List every line in the rows below that contains the word "instance", copying each one in full. Only matches with the same case count.

(Segmentation data)
□ □ □ □ □ □ □

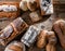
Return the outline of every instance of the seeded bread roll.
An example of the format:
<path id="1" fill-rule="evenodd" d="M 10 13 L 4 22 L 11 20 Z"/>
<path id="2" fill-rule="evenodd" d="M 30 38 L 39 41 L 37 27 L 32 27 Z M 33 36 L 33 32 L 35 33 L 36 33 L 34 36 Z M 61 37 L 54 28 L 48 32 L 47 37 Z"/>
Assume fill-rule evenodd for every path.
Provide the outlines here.
<path id="1" fill-rule="evenodd" d="M 0 1 L 0 18 L 15 18 L 20 16 L 20 2 Z"/>
<path id="2" fill-rule="evenodd" d="M 65 21 L 58 20 L 53 25 L 53 30 L 56 33 L 61 46 L 65 49 Z"/>
<path id="3" fill-rule="evenodd" d="M 25 46 L 20 41 L 13 41 L 9 43 L 4 51 L 25 51 Z"/>
<path id="4" fill-rule="evenodd" d="M 21 35 L 28 25 L 21 18 L 14 20 L 10 25 L 0 31 L 0 44 L 6 46 L 11 40 Z"/>

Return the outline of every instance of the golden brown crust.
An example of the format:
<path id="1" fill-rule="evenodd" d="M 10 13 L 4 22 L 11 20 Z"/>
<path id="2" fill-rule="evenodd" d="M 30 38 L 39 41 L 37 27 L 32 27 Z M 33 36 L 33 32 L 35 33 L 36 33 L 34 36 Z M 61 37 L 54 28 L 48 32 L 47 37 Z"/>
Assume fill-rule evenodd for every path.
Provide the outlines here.
<path id="1" fill-rule="evenodd" d="M 60 39 L 60 42 L 61 42 L 61 46 L 65 49 L 65 21 L 63 20 L 60 20 L 60 21 L 56 21 L 53 25 L 53 29 L 54 31 L 56 33 L 58 39 Z"/>
<path id="2" fill-rule="evenodd" d="M 13 41 L 11 42 L 4 51 L 25 51 L 25 46 L 24 43 L 20 42 L 20 41 Z"/>
<path id="3" fill-rule="evenodd" d="M 55 48 L 55 46 L 48 43 L 46 50 L 47 51 L 56 51 L 56 48 Z"/>
<path id="4" fill-rule="evenodd" d="M 21 17 L 14 20 L 9 26 L 6 26 L 3 30 L 0 31 L 0 43 L 2 46 L 6 46 L 8 42 L 17 37 L 27 27 L 28 25 Z"/>
<path id="5" fill-rule="evenodd" d="M 41 34 L 38 36 L 37 47 L 44 48 L 47 44 L 47 30 L 42 30 Z"/>
<path id="6" fill-rule="evenodd" d="M 12 12 L 4 12 L 0 11 L 0 18 L 6 17 L 6 18 L 15 18 L 20 16 L 20 2 L 10 2 L 10 1 L 0 1 L 0 5 L 15 5 L 17 8 L 17 11 Z"/>

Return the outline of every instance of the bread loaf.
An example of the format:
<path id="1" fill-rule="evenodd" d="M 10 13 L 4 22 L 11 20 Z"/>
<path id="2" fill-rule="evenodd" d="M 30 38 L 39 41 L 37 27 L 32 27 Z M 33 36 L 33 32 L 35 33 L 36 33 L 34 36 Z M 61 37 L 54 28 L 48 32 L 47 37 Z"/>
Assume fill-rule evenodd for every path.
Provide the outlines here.
<path id="1" fill-rule="evenodd" d="M 0 31 L 0 44 L 6 46 L 27 28 L 27 24 L 21 18 L 14 20 L 10 25 Z"/>

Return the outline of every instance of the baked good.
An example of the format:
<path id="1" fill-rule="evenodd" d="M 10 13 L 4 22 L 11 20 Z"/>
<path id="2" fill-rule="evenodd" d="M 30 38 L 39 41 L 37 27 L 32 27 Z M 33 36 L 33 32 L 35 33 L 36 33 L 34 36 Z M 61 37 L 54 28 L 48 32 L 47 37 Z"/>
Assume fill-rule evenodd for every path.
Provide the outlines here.
<path id="1" fill-rule="evenodd" d="M 48 30 L 42 30 L 39 36 L 38 36 L 38 39 L 37 39 L 37 47 L 38 48 L 44 48 L 46 44 L 47 44 L 47 33 Z"/>
<path id="2" fill-rule="evenodd" d="M 28 8 L 27 8 L 27 0 L 22 0 L 21 3 L 20 3 L 20 8 L 23 11 L 27 11 L 28 10 Z"/>
<path id="3" fill-rule="evenodd" d="M 61 46 L 65 49 L 65 21 L 58 20 L 53 25 L 53 30 L 56 33 L 56 36 L 58 37 L 58 40 L 61 42 Z"/>
<path id="4" fill-rule="evenodd" d="M 22 37 L 21 41 L 26 44 L 27 47 L 32 46 L 32 43 L 36 41 L 37 36 L 40 34 L 40 30 L 35 26 L 29 26 L 28 30 L 25 33 L 25 35 Z"/>
<path id="5" fill-rule="evenodd" d="M 20 16 L 20 2 L 0 1 L 0 18 L 15 18 Z"/>
<path id="6" fill-rule="evenodd" d="M 39 0 L 41 15 L 53 14 L 53 3 L 52 0 Z"/>
<path id="7" fill-rule="evenodd" d="M 56 51 L 56 47 L 48 43 L 47 47 L 46 47 L 46 51 Z"/>
<path id="8" fill-rule="evenodd" d="M 25 44 L 20 41 L 13 41 L 6 46 L 4 51 L 25 51 Z"/>
<path id="9" fill-rule="evenodd" d="M 34 23 L 40 21 L 41 20 L 40 11 L 29 13 L 29 17 Z"/>
<path id="10" fill-rule="evenodd" d="M 21 33 L 26 30 L 27 27 L 28 25 L 21 17 L 17 17 L 0 31 L 0 44 L 6 46 L 11 40 L 21 35 Z"/>
<path id="11" fill-rule="evenodd" d="M 38 4 L 36 0 L 22 0 L 20 3 L 20 8 L 23 11 L 35 11 L 37 9 Z"/>
<path id="12" fill-rule="evenodd" d="M 48 33 L 48 43 L 55 46 L 56 42 L 57 42 L 57 39 L 56 39 L 54 31 L 49 31 Z"/>

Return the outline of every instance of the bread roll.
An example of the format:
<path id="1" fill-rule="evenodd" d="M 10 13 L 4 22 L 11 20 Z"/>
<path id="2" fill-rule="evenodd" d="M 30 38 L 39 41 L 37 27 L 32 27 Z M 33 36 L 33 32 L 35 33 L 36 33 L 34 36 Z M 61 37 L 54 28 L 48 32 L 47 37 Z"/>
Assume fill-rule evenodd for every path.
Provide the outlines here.
<path id="1" fill-rule="evenodd" d="M 0 31 L 0 44 L 6 46 L 11 40 L 21 35 L 28 25 L 21 18 L 14 20 L 10 25 Z"/>
<path id="2" fill-rule="evenodd" d="M 13 41 L 5 48 L 4 51 L 25 51 L 25 46 L 20 41 Z"/>

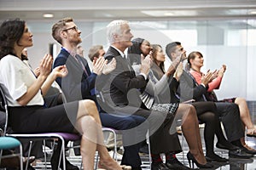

□ □ □ □ □ □ □

CORRECT ANSWER -
Return the outline of every instance of the seeded bread roll.
Return the outline of every instance of the golden brown crust.
Return the outline of every instance of the bread loaf.
Return the outline of every instance of the baked good.
Return the outline of every instance of the bread roll.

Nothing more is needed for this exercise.